Task objective: Rewrite the stretch of rows from the start through the line containing "[[74, 79], [805, 103], [817, 909], [973, 893]]", requests included, shifting every point coordinate in the answers up by 90. Leave the pictures out.
--- Begin ---
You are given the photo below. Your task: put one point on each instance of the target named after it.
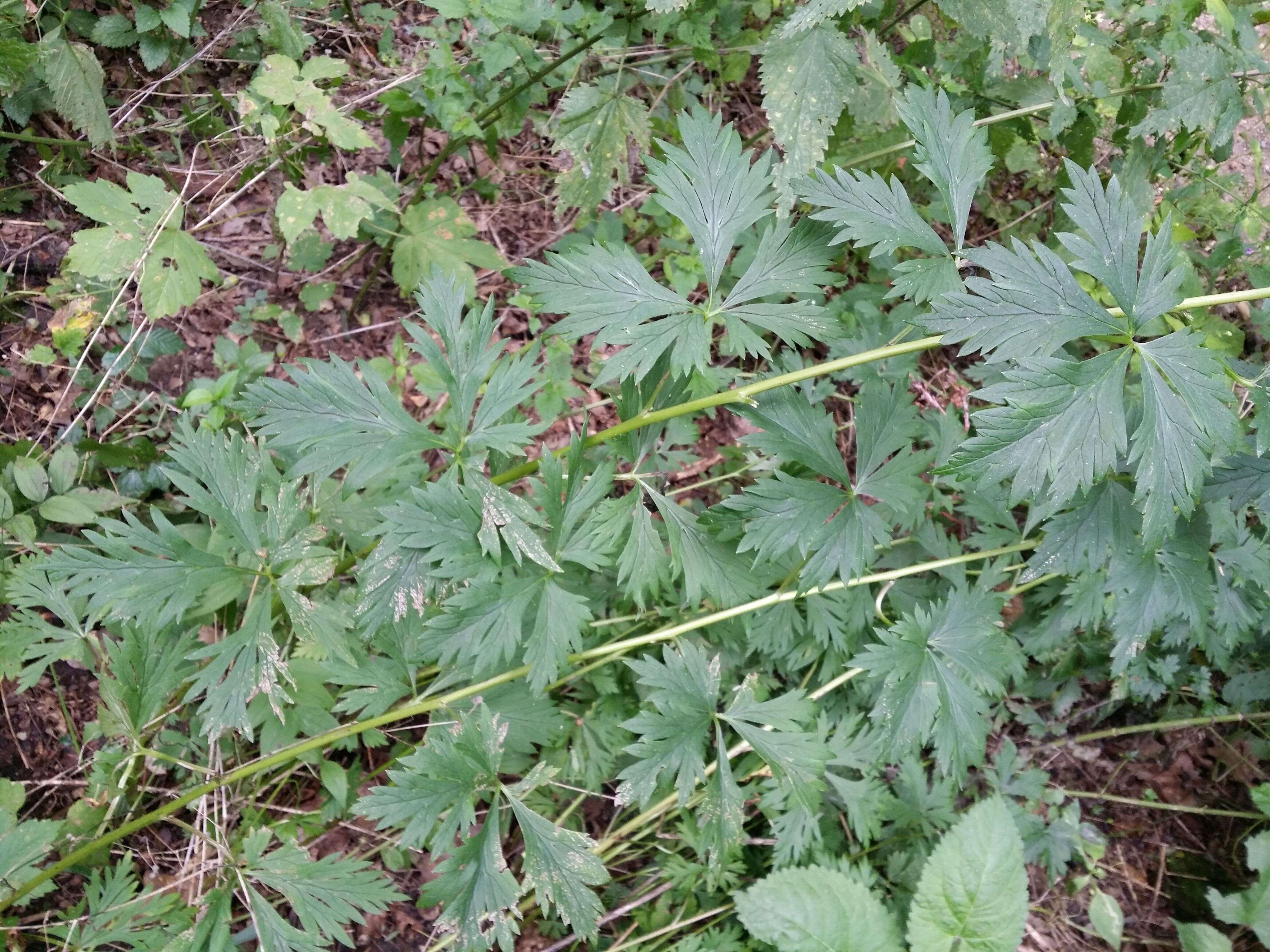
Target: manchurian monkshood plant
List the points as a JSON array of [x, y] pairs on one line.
[[813, 643]]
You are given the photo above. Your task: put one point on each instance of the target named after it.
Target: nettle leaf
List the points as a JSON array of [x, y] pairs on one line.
[[973, 893], [75, 79], [143, 234], [808, 77], [934, 669], [595, 124], [817, 909], [950, 152], [816, 12], [1005, 22], [439, 236]]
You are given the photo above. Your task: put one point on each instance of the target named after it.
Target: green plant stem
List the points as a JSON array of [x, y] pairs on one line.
[[1157, 805], [738, 395], [741, 395], [1164, 727], [427, 705]]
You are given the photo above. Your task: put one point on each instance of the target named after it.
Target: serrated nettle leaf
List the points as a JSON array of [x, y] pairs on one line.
[[74, 79], [805, 103], [817, 909], [973, 893]]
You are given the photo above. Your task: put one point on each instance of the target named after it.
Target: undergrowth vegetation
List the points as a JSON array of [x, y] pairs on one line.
[[712, 607]]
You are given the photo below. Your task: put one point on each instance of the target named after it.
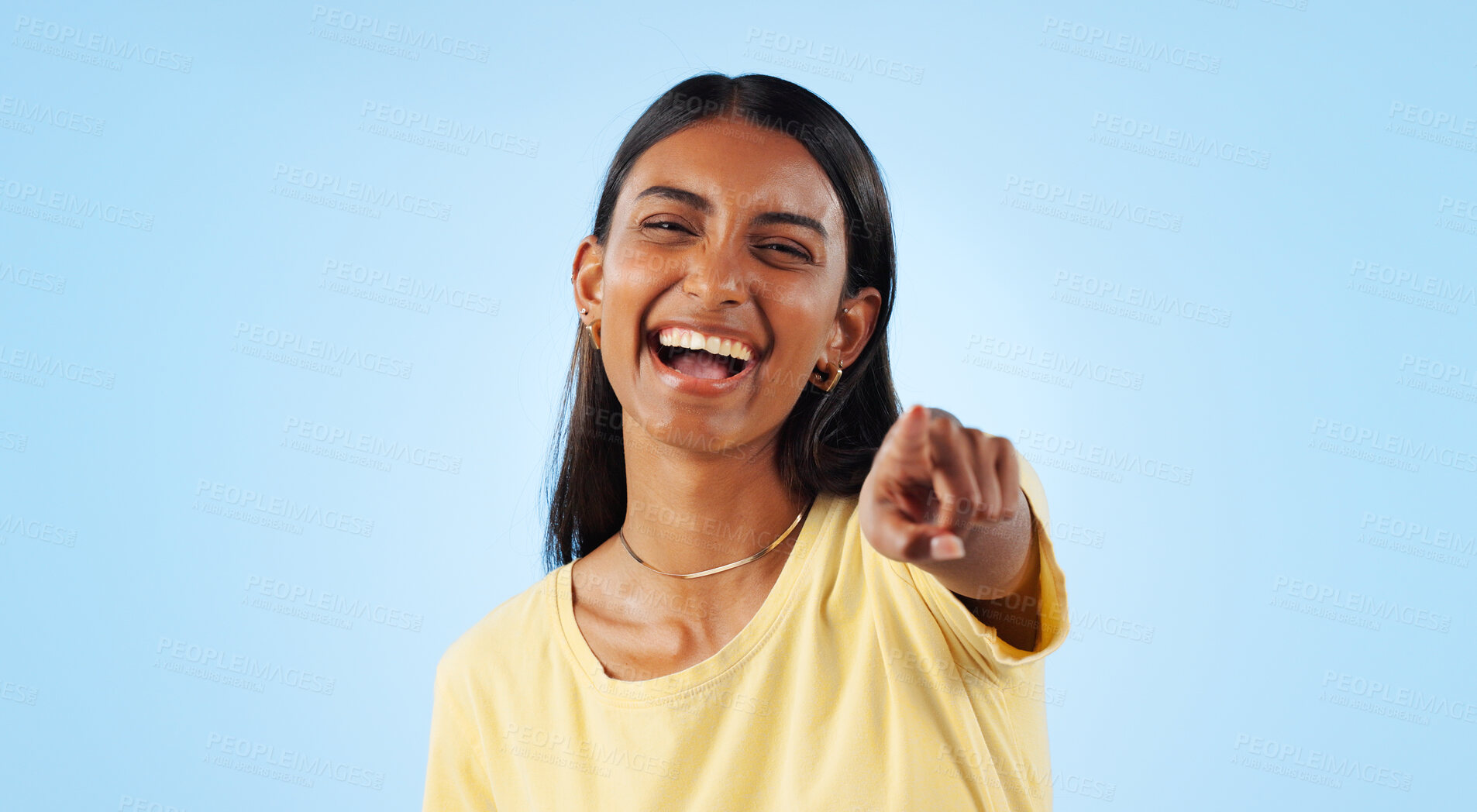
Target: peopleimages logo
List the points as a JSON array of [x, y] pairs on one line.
[[102, 45], [362, 192], [401, 34]]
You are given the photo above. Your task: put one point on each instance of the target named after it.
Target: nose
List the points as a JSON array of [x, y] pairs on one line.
[[715, 280]]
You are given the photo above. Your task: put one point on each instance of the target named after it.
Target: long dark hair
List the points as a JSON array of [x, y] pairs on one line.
[[829, 439]]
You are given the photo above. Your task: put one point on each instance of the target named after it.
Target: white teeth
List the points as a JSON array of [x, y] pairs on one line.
[[693, 340]]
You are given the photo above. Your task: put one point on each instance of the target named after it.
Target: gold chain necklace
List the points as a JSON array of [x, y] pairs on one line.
[[755, 557]]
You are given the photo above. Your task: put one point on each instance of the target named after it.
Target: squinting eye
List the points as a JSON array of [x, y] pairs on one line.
[[789, 249]]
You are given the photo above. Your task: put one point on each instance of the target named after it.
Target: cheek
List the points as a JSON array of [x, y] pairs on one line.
[[642, 263]]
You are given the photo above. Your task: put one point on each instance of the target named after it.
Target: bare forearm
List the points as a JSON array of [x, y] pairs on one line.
[[1000, 559]]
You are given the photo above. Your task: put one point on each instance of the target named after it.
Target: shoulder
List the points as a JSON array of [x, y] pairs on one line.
[[513, 624]]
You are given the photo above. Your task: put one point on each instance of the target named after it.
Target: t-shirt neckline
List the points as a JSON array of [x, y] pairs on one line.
[[644, 691]]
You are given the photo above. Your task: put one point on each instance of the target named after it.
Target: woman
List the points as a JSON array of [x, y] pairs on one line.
[[769, 590]]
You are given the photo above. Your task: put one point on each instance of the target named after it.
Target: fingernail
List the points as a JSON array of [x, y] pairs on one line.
[[947, 546]]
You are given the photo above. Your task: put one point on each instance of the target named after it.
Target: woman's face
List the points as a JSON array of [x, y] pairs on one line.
[[727, 235]]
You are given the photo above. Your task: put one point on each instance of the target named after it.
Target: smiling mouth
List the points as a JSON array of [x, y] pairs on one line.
[[697, 363]]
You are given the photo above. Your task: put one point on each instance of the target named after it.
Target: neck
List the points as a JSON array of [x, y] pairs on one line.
[[693, 510]]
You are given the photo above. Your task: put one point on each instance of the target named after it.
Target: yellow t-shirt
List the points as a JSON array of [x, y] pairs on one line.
[[862, 684]]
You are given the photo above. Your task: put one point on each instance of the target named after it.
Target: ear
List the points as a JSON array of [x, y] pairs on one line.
[[588, 277], [856, 319]]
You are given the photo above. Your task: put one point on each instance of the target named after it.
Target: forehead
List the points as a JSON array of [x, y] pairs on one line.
[[736, 164]]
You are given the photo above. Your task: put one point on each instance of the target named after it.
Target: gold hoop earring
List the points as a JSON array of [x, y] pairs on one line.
[[826, 380]]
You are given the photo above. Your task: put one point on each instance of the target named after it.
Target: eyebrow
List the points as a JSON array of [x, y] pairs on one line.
[[701, 204]]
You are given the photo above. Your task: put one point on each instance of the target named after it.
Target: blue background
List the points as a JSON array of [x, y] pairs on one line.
[[1258, 453]]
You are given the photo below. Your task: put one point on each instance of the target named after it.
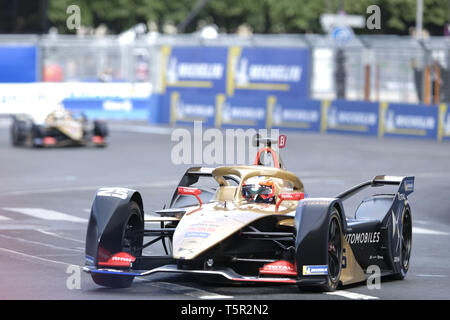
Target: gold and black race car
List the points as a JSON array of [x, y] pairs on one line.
[[254, 225], [60, 128]]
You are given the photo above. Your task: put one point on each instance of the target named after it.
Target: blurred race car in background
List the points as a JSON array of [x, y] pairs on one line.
[[252, 224], [60, 128]]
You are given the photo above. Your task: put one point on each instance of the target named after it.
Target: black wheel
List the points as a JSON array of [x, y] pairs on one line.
[[18, 133], [334, 257], [131, 243], [405, 245], [100, 129]]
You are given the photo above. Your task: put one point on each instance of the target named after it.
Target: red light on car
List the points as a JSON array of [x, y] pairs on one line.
[[190, 192], [49, 141], [282, 141]]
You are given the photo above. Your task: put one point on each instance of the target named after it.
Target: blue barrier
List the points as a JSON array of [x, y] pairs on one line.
[[280, 71], [241, 111], [180, 108], [295, 114], [18, 64], [289, 113], [193, 69], [444, 123], [406, 120], [341, 116]]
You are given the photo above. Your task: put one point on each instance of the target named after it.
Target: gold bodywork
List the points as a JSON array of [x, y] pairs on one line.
[[204, 226], [64, 122]]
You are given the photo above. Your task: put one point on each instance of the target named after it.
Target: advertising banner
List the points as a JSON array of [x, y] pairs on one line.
[[341, 116], [178, 107], [111, 109], [444, 122], [241, 111], [193, 68], [406, 120], [18, 64], [290, 113], [280, 71]]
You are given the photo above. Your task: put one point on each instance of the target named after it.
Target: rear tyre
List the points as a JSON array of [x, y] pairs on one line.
[[405, 246], [100, 129], [334, 257], [131, 243]]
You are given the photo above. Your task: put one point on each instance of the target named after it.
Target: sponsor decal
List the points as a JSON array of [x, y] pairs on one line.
[[279, 267], [407, 120], [89, 260], [267, 69], [315, 270], [121, 259], [363, 237], [193, 67]]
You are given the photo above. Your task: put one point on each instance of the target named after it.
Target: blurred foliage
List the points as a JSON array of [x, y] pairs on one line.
[[261, 16]]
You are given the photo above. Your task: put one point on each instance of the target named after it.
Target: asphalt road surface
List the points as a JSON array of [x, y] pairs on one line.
[[46, 195]]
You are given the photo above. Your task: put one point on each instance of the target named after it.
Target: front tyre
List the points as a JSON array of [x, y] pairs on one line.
[[132, 241], [334, 255]]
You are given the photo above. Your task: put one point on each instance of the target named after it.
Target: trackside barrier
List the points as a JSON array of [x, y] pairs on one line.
[[112, 101], [288, 113]]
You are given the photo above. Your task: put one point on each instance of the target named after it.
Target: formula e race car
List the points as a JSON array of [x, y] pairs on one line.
[[253, 225], [60, 128]]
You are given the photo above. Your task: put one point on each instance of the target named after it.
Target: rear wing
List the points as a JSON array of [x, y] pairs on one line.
[[406, 185]]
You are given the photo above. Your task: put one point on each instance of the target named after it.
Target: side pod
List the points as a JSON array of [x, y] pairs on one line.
[[107, 221], [311, 227]]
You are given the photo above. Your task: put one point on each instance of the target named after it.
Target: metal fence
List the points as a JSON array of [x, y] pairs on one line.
[[377, 68]]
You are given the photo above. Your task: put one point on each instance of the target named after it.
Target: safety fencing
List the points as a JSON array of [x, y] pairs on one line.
[[367, 67]]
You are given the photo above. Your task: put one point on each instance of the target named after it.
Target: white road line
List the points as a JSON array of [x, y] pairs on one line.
[[48, 245], [34, 257], [351, 295], [47, 214], [432, 275], [419, 230], [189, 291], [157, 184]]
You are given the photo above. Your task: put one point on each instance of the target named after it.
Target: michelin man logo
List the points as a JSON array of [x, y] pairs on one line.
[[332, 117], [390, 121], [277, 114], [172, 75], [447, 125]]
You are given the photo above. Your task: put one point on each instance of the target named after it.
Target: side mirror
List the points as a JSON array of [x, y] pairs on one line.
[[295, 196], [186, 191]]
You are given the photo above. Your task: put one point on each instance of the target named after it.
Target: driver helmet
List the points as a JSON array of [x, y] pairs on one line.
[[260, 191]]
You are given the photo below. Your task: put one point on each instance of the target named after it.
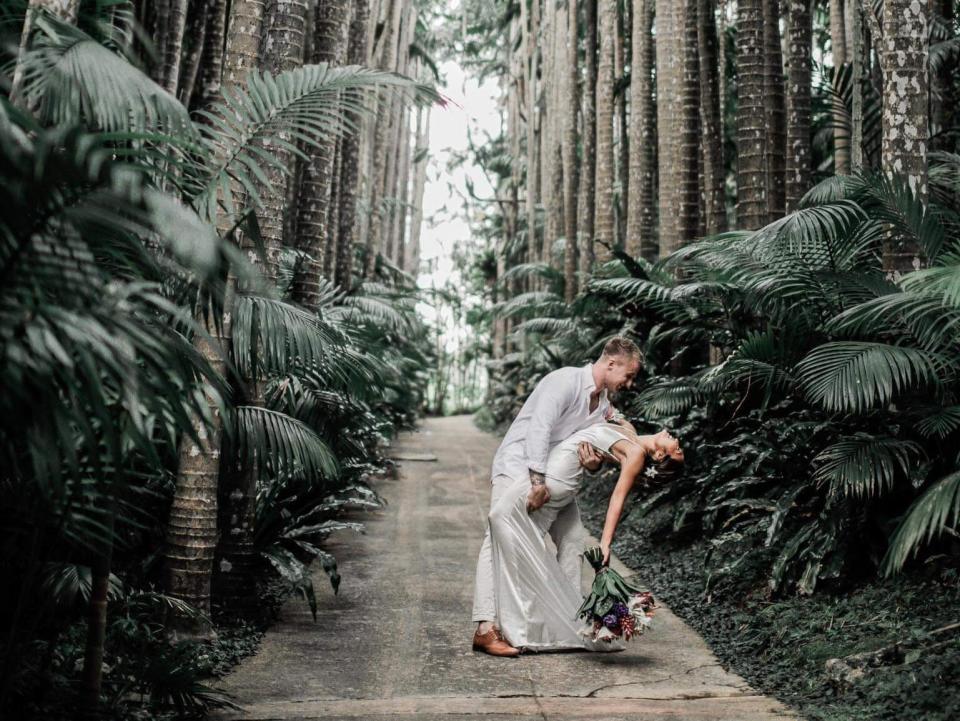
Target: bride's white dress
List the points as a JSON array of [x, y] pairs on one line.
[[538, 595]]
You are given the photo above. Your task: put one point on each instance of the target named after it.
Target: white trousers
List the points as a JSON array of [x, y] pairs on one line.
[[560, 518]]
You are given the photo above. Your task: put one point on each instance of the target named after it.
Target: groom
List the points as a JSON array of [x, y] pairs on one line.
[[564, 402]]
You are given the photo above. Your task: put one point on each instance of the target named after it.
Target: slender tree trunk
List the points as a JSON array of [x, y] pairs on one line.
[[534, 246], [569, 152], [621, 141], [384, 130], [171, 22], [333, 212], [198, 19], [641, 240], [313, 236], [903, 57], [688, 208], [192, 525], [350, 155], [854, 22], [799, 148], [714, 173], [751, 129], [775, 110], [841, 134], [669, 58], [585, 209], [419, 185], [211, 63], [603, 202]]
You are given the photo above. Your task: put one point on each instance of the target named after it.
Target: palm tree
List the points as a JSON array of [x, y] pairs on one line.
[[313, 234], [640, 200], [799, 151], [903, 58], [350, 156], [714, 168], [838, 45], [604, 239], [568, 110], [669, 59], [774, 109], [752, 147], [588, 134]]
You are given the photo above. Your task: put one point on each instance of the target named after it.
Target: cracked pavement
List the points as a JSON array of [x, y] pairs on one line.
[[395, 642]]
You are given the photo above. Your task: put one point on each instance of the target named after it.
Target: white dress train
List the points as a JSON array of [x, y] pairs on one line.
[[537, 591]]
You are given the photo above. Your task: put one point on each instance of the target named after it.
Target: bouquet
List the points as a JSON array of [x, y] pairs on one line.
[[615, 608]]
--- End ---
Problem solution:
You are given the photo below. Your task: put one point on each instance of the target named after it.
Target: manchurian monkshood plant
List the points as a JSON array of [x, y] pairs on one line.
[[903, 733]]
You are given the photo above. Your task: put one point on each instance of the target named after it.
Target: nettle leaf
List the points as a JSON array of [x, y] pairs on one line.
[[1063, 983], [165, 169], [233, 324], [898, 167], [1024, 759], [685, 214], [907, 999], [1040, 242], [906, 102], [1095, 112], [529, 326]]
You are given the photo above. Your task: put one point on each instance of the target named after it.
Target: green plant stem
List the points as a JSON array of [x, y] pairs on one line.
[[1247, 895], [828, 485], [831, 485], [1254, 817], [517, 795]]
You are given the photo above. Your task: put one point on each instance of the target named after it.
Target: serrated nettle leaf
List the points as a JSON array of [x, y] pairs on one line.
[[164, 169], [895, 193], [907, 999], [1063, 983]]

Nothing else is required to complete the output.